# Work order
Send every record back word for word.

Records from a dataset
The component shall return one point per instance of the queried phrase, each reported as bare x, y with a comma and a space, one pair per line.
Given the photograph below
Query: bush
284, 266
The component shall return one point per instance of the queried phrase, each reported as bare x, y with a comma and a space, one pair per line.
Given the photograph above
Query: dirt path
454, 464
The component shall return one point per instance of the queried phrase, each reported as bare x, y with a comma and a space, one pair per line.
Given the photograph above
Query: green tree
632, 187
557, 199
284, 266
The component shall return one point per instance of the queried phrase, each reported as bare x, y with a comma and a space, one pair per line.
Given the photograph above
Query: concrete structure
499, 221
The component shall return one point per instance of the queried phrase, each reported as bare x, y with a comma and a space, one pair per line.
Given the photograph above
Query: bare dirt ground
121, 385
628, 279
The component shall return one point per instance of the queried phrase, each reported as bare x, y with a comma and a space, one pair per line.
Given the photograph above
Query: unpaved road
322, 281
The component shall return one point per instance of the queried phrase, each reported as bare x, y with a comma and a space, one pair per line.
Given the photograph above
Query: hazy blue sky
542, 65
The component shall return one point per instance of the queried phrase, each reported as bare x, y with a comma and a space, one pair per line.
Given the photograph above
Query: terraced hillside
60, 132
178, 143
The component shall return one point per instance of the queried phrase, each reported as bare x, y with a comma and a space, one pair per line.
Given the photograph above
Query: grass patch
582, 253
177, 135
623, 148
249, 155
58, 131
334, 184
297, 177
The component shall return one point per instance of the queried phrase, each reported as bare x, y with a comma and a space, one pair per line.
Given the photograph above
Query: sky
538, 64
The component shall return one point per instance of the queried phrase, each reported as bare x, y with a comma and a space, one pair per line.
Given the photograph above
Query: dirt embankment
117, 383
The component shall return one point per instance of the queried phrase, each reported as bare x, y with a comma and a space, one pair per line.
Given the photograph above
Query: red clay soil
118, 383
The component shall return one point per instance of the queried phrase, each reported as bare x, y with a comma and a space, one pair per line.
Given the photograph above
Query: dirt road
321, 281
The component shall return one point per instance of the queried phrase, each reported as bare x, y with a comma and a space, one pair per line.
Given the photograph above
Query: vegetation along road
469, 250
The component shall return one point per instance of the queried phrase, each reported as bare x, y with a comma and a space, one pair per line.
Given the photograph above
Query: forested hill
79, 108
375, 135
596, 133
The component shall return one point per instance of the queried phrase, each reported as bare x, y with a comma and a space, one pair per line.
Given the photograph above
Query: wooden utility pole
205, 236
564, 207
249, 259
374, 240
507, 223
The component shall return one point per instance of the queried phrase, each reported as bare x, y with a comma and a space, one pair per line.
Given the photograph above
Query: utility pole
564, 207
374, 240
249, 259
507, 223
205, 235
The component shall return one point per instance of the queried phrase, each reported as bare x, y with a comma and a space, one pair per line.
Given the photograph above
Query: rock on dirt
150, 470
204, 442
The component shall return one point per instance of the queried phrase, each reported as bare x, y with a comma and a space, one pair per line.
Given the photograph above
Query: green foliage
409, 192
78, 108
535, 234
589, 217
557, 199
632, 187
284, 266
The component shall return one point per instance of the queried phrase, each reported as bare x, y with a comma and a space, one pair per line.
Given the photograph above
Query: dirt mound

# Answer below
The component shall return one point per instance of the queried phrase, each reported as bare x, y with a comma and a space, one pair per line.
Given the photograph below
Query: bush
284, 266
The component shall return one point per instance of the queried phrase, each reported as bare x, y with a comma and a space, one pair per line.
Given the photograph above
Query: dirt path
454, 464
The component shall return one point per instance of the queried phrase, each reported as bare x, y with a comma and a space, one pair per line.
Given the photograph above
Query: green tree
632, 187
557, 199
284, 266
The component shall return one point per instance of the queried phrase, each reported as bare x, y with a comma and a space, one pair per line.
Given the photograph above
Query: concrete structure
499, 221
The component shall return one point per instance of the queried phrase, each reported as bare x, y with a comma and a space, one pair per line.
Given the photograph above
Query: bare dirt ground
121, 385
628, 279
The component shall return one point per instance of the queried phrase, each reported as bare x, y with a comma and a space, one pair per line.
Given the photograph above
Query: unpaved road
322, 281
The component shall return one point per instance of the queried phrase, each reported as bare x, y with a comma and a space, one pair per line.
Given the photograph above
Query: hazy blue sky
542, 65
The component shall return one point per instance of the queried phrase, each reported as bare x, y with a comma and a space, one pair per line.
Given the photograph above
Query: terraced hillside
60, 132
178, 143
The component shall return one point per instance of the queried phrase, each reported as bare x, y with a comma and a space, one pair per line.
Given the photograph above
Query: grass patch
582, 253
177, 135
623, 148
249, 155
58, 131
334, 184
297, 177
The component shall return one point per instance of the queried phrase, each reported as bare x, y with a comma and a space, one pair per line.
Given the photograph above
Query: sky
538, 64
The component shall return one point per instance of the queried phrase, each reported as bare x, y with a comma and a space, one pair per line.
Given the photograph above
Query: dirt embankment
117, 383
The component shall return one point per instance of the queried phrase, each reported as bare x, y with a comma and a space, one pair per line.
Given the photograph above
Query: red clay soil
118, 383
The component shall return one point per instance of the queried phrase, each reported as bare x, y with a comma and a space, one pair per line.
Given the photograph above
Query: dirt road
321, 281
The component shall return one point per instance of the queried phrase, each reported as bare x, y with a comma and a space, one pair per line.
Given the photograph above
Query: vegetation along road
469, 250
The component shall return one point per instance of the queried phrase, each reported as bare x, y with a comma and a space, one pair per line.
Given the photograph above
Query: forested hill
79, 108
375, 135
596, 133
The component shall return one point per instance of the queried phrase, each reported as bare x, y with a comma and a space, one pair per line.
Given the photograph above
Query: wooden utility pole
205, 236
564, 207
249, 259
374, 240
507, 223
The component shall return one point per instance of the queried phrase, each reported as bare x, y with a comma and a space, one pair per line.
Given the photograph above
Query: utility pole
564, 207
374, 240
249, 259
507, 223
205, 235
The component shall return one point per instance of the queried phrase, each reported as bare x, y with a comma and a space, one pair per line.
Given the photograph above
Query: rock on dirt
150, 470
204, 442
The component shall return one point per instance of the queried phrase, each reported as bare x, y with a comma and a space, one pair per line.
Given the photograph above
Query: green foliage
409, 192
78, 108
535, 234
589, 217
557, 199
632, 187
284, 266
The component shall return one point per instance of the queried phrase, each reported as bare x, y with a comma and a space, one pair per line.
Given the photograph above
Query: dirt mound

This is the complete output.